---------- Text ----------

2017 Income tax filing day – Who pays taxes

Ughh…the dreaded month of April and time to pay the taxes. This day has a major impact on almost every American, but in particular for the small minority of American households that pay the majority of taxes in this country. And we hope that anyone that was scheduled to receive a refund, we hope you filed much earlier than April 17, 2018.

The fact is a small number of Americans pay most of the taxes in this country, and there are tens of millions of people who do not pay any taxes at all. The federal government system is progressive, meaning that the higher the households income the greater percentage of those earnings from those earners goes to the government. The data on who pays taxes, how much, and who doesn’t is kid of astounding to me. Congressional Budget Office data shows that for tax year 2016 the following. Note the 2017 tax deadline is right now so the data will not be available for many months.

The “one-percenters”, which is the top one percent of households by income, paid a total of 38.3% of all federal income taxes in 2016. The average tax rate they pay is 23.6% of their total income. I wish that only 23.6% of my total income went towards taxes! How much more money I would have had in my pocket if I had only paid that percent of my income to the government.

---------- Records shown ----------

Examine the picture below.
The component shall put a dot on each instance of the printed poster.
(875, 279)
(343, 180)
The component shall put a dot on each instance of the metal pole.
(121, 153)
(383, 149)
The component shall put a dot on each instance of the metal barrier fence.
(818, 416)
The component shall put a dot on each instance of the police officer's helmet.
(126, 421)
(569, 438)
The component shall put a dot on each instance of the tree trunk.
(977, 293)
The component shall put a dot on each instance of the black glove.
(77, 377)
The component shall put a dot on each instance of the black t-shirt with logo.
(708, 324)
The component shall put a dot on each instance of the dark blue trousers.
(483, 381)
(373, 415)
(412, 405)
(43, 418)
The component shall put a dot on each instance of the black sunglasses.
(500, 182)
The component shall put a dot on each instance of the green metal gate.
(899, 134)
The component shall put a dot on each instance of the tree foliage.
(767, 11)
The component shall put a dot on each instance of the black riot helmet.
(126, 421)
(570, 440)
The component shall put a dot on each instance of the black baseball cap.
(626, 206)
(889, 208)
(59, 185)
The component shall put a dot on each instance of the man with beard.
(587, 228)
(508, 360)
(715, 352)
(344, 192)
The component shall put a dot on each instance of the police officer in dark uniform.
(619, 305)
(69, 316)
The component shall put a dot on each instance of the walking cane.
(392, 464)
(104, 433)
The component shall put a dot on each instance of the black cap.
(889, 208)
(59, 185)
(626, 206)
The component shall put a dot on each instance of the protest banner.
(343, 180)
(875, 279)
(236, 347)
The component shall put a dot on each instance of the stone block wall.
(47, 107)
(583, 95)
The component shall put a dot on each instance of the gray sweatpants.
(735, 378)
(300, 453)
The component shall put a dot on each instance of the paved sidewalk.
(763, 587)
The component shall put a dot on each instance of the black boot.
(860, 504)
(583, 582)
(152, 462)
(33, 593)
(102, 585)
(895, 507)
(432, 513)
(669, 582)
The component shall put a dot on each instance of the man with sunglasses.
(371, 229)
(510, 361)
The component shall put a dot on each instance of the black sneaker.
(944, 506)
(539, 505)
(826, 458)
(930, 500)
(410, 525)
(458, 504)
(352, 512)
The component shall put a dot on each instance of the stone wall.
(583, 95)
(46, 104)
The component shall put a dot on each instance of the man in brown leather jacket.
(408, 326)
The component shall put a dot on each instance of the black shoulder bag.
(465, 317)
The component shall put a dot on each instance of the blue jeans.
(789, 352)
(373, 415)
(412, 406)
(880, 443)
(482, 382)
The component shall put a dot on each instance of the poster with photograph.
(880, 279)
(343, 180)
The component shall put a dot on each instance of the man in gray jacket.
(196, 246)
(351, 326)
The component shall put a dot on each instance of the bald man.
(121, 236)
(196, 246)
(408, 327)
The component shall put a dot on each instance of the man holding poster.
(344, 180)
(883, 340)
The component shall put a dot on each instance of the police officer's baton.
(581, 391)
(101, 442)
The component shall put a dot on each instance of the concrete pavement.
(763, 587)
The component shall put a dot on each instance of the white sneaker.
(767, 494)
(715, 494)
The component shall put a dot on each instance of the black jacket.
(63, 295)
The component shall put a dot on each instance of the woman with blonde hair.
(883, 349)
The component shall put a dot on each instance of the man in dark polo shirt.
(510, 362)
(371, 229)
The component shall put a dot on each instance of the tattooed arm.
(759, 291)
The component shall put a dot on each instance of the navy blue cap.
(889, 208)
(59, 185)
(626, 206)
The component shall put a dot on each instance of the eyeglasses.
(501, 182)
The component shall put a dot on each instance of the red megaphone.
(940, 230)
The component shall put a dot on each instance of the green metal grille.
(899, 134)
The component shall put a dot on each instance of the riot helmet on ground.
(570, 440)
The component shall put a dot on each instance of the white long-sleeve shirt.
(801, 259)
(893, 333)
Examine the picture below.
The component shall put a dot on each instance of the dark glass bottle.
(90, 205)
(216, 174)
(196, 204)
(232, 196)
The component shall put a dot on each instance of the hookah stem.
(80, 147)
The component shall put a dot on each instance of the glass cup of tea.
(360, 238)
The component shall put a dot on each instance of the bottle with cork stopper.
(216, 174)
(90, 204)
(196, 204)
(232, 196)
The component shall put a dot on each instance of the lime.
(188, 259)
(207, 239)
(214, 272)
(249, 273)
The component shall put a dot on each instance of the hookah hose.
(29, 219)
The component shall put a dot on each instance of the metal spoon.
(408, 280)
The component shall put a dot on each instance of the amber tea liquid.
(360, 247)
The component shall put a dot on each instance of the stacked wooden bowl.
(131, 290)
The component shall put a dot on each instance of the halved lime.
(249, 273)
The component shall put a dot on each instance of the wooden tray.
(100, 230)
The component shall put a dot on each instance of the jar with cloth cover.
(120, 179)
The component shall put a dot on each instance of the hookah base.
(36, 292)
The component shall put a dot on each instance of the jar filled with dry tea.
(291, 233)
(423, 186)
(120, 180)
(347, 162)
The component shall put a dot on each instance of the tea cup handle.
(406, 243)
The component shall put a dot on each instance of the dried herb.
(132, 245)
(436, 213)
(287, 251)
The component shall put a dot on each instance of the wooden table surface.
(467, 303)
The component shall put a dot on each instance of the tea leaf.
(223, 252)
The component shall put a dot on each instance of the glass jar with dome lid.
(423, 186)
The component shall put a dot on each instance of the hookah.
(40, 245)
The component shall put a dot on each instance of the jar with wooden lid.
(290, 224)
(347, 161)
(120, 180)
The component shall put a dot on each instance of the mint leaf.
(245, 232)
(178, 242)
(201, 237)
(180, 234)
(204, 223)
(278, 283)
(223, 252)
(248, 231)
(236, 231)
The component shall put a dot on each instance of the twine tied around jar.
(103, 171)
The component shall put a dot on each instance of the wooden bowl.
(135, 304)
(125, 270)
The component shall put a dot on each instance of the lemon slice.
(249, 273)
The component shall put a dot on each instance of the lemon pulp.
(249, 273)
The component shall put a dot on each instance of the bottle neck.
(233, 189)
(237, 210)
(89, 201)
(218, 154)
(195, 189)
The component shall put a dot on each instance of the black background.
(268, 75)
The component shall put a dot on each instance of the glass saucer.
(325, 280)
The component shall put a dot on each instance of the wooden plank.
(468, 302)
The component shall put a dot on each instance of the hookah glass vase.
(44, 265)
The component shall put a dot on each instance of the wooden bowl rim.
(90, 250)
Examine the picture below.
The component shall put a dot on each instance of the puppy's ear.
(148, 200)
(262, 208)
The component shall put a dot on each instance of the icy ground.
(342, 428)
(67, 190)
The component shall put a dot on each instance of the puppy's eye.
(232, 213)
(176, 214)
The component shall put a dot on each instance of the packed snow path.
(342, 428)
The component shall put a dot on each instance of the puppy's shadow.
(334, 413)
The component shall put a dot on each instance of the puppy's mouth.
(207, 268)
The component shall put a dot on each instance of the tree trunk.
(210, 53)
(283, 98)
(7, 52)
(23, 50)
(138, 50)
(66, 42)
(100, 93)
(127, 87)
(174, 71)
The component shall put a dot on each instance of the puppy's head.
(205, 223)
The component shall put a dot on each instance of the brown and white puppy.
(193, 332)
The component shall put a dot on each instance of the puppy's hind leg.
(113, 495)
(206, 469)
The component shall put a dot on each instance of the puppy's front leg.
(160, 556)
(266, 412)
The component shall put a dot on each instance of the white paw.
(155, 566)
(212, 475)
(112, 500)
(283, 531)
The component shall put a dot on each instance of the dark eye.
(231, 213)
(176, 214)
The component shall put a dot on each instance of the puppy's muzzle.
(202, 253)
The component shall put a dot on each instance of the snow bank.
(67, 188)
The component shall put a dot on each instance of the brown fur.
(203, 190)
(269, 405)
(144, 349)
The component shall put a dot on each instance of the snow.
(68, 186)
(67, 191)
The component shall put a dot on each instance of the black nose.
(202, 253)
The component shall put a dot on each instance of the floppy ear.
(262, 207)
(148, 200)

----------

Tasks for this exercise ▸
1. Return every line of the records that contains the word "gray".
2. Write what comes next in the text on who pays federal income taxes, continuing from its last sentence.
The text and the records come from separate, unrelated sources.

Answers to the exercise ▸
1.
The component shall put a dot on each instance of the gray sweatpants.
The component shall put a dot on each instance of the man in gray jacket.

2.
The top 20% of American households paid 88% of federal income taxes, and their average tax rate is 15.6%.

80% of American households paid the balance of federal government income taxes, which is 12%. What this means is that 80% of the population paid only 12% of the taxes…so the vast majority of Americans pay less of the total recipients.

Now lets take it a step further. Out of that 80% that paid the balance of taxes in 2016, 44.3% of those American households did not pay any tax at all. That is zero dollars for the environment, military, safety net programs such as food stamps, department of education, etc. 44.3% of Americans (almost one-half) paid zero dollars to keep our country running.

Since the high earners paid such a large percentage of the country’s taxes, and such a high percentage of their income goes to the government, in some ways that can discourage working hard, investing, and success. There are many times I asked myself that question as well…why work.

Examples

Lets use this as an example of how the system works for high earners. For anyone in the highest 2017 income tax bracket (which is 418K for single people or 470K for married people) for every dollar they earned above those dollar amounts, ~40% of that next incremental dollar goes to the government. So if a single person earns 500K, then 40% of every dollar made after 418K goes to the federal government.

Then you need to add state taxes on top of that. As an example, for anyone in San Francisco California, the highest tax bracket is in place for income over 500K, and their tax rate for that highest bracket is 12.3%. So if you earn over 500K, and live in San Fran or some other part of California, then about 52 cents of every dollar earned after ~500K goes to taxes.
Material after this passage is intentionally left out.